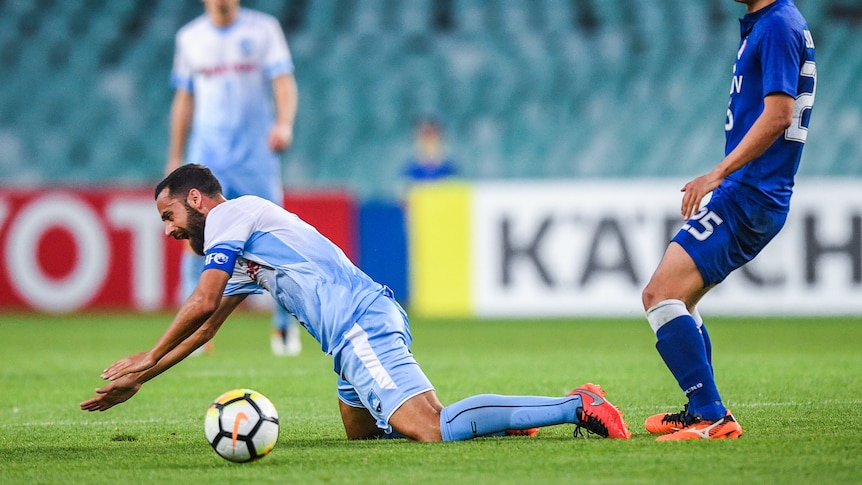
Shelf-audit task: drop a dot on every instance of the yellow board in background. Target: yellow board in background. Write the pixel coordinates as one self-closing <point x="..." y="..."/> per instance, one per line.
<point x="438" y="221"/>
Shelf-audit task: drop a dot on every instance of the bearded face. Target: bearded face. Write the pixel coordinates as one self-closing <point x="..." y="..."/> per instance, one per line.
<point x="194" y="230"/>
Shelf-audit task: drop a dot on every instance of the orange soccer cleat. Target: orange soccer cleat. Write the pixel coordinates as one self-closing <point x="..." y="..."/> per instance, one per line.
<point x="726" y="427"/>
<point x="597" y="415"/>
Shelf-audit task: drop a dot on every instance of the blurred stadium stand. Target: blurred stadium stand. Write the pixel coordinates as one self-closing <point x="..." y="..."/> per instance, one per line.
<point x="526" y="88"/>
• • • • •
▶ _Aim of the exercise_
Nothing but the lines from the one with "Shelf-audit task: drop a dot on every instance of the bearded" through the last line of the records above should be retyped, and those word for word.

▶ _Expected output_
Shelf-audit task: drop a dot on every instance of the bearded face. Target: bearded face. Write the pixel coordinates as one self-closing <point x="..." y="..."/> per instance, one per line.
<point x="194" y="230"/>
Shelf-audit task: drop a dot on every instance of the orange soccer cleat. Target: orange soccer cleat. Write the pixel coordinates as one self-closing <point x="..." y="..."/> per instance, one per line.
<point x="726" y="427"/>
<point x="597" y="415"/>
Shelf-audit task: drop a dot on every instance of the blurred stadium stand. Target: blurred stadium stand. Write the pixel coordinates as one self-closing <point x="..." y="..."/> per instance, one per line.
<point x="526" y="88"/>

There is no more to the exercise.